_Request_: Copy the line with "Q: What region does the plate" and all lines following it through the last line of the entries, exactly as written.

_Provided records_:
--------------------------------

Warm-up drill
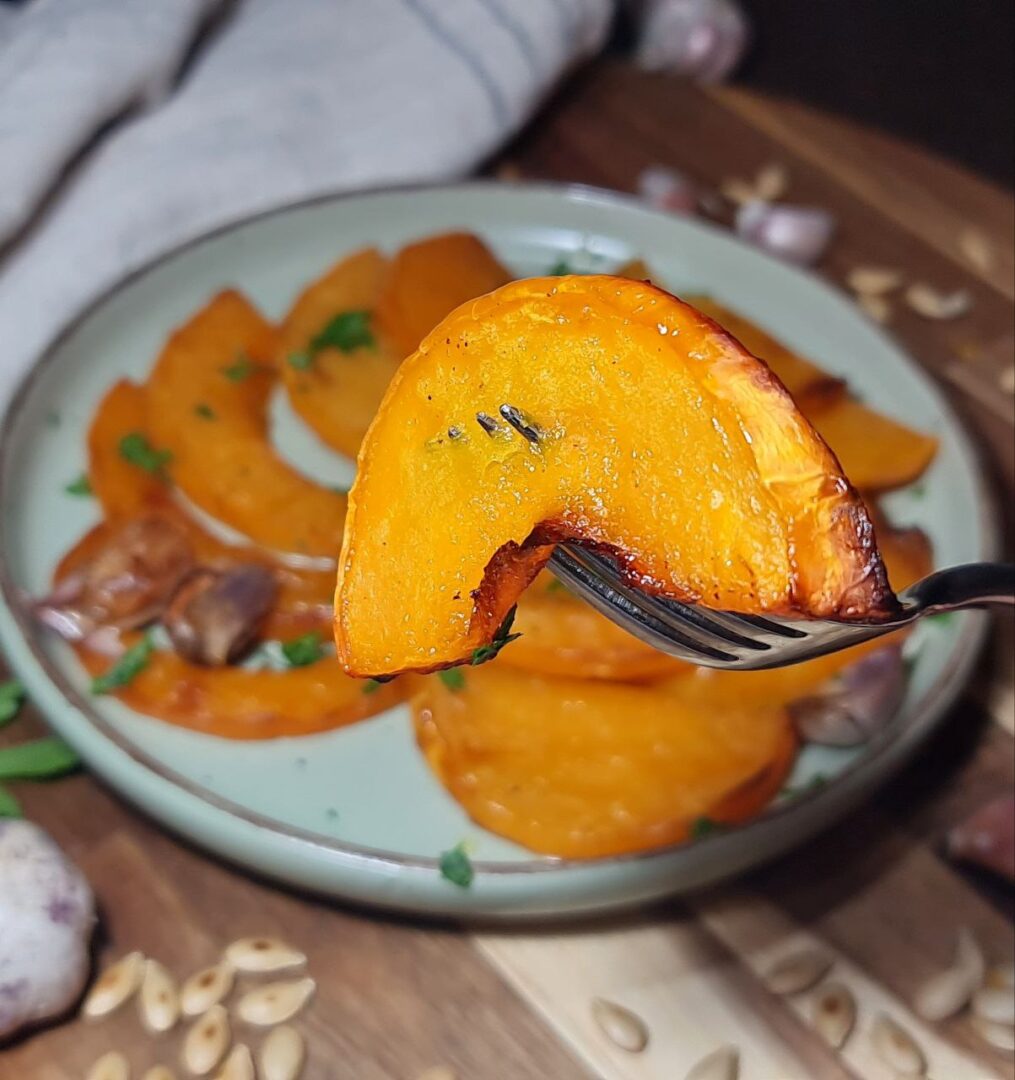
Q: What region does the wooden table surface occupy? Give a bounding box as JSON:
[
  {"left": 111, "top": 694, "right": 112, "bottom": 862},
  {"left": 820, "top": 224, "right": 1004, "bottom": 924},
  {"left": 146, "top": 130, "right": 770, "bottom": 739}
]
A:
[{"left": 0, "top": 62, "right": 1015, "bottom": 1080}]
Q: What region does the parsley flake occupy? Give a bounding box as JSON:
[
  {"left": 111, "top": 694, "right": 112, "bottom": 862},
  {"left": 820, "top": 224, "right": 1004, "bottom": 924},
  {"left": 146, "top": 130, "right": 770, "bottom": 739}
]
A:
[
  {"left": 282, "top": 630, "right": 324, "bottom": 667},
  {"left": 0, "top": 678, "right": 25, "bottom": 728},
  {"left": 64, "top": 473, "right": 94, "bottom": 496},
  {"left": 441, "top": 841, "right": 476, "bottom": 889},
  {"left": 120, "top": 431, "right": 173, "bottom": 476},
  {"left": 437, "top": 667, "right": 465, "bottom": 691},
  {"left": 92, "top": 633, "right": 155, "bottom": 693},
  {"left": 470, "top": 608, "right": 522, "bottom": 667}
]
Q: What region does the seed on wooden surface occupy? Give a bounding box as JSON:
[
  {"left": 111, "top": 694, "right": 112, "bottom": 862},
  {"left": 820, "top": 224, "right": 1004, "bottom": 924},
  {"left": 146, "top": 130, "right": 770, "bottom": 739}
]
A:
[
  {"left": 179, "top": 960, "right": 235, "bottom": 1016},
  {"left": 845, "top": 267, "right": 903, "bottom": 296},
  {"left": 85, "top": 1050, "right": 131, "bottom": 1080},
  {"left": 213, "top": 1042, "right": 254, "bottom": 1080},
  {"left": 236, "top": 978, "right": 317, "bottom": 1027},
  {"left": 226, "top": 936, "right": 307, "bottom": 972},
  {"left": 811, "top": 983, "right": 856, "bottom": 1050},
  {"left": 81, "top": 950, "right": 145, "bottom": 1020},
  {"left": 973, "top": 986, "right": 1015, "bottom": 1027},
  {"left": 856, "top": 293, "right": 892, "bottom": 323},
  {"left": 906, "top": 282, "right": 973, "bottom": 319},
  {"left": 764, "top": 948, "right": 831, "bottom": 994},
  {"left": 870, "top": 1013, "right": 926, "bottom": 1077},
  {"left": 959, "top": 229, "right": 996, "bottom": 273},
  {"left": 137, "top": 957, "right": 179, "bottom": 1031},
  {"left": 754, "top": 161, "right": 789, "bottom": 202},
  {"left": 912, "top": 927, "right": 986, "bottom": 1022},
  {"left": 257, "top": 1024, "right": 307, "bottom": 1080},
  {"left": 970, "top": 1016, "right": 1015, "bottom": 1052},
  {"left": 685, "top": 1047, "right": 740, "bottom": 1080},
  {"left": 592, "top": 998, "right": 649, "bottom": 1054},
  {"left": 180, "top": 1005, "right": 232, "bottom": 1077}
]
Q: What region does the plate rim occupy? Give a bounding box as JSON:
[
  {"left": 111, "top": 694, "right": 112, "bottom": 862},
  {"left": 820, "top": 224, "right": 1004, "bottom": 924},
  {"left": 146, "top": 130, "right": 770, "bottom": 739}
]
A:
[{"left": 0, "top": 178, "right": 999, "bottom": 877}]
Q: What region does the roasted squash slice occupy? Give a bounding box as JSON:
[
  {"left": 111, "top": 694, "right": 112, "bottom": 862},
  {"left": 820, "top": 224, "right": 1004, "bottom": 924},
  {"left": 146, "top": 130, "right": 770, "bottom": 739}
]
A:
[
  {"left": 336, "top": 275, "right": 896, "bottom": 675},
  {"left": 279, "top": 248, "right": 406, "bottom": 458},
  {"left": 412, "top": 664, "right": 796, "bottom": 859},
  {"left": 148, "top": 292, "right": 346, "bottom": 558},
  {"left": 377, "top": 232, "right": 511, "bottom": 356}
]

--------------------------------

_Exercise answer_:
Q: What region does the plate rim occupy? Give a bounding box as JSON:
[
  {"left": 111, "top": 694, "right": 112, "bottom": 862},
  {"left": 820, "top": 224, "right": 1004, "bottom": 924},
  {"left": 146, "top": 130, "right": 770, "bottom": 739}
]
A:
[{"left": 0, "top": 178, "right": 999, "bottom": 877}]
Q: What region does the roasted squash slice occupy? Give a bounding box as JSON:
[
  {"left": 111, "top": 694, "right": 112, "bottom": 862},
  {"left": 820, "top": 224, "right": 1004, "bottom": 924},
  {"left": 146, "top": 130, "right": 770, "bottom": 739}
]
A:
[
  {"left": 336, "top": 275, "right": 896, "bottom": 675},
  {"left": 279, "top": 248, "right": 406, "bottom": 458},
  {"left": 412, "top": 664, "right": 796, "bottom": 859},
  {"left": 148, "top": 292, "right": 346, "bottom": 558},
  {"left": 377, "top": 232, "right": 511, "bottom": 356}
]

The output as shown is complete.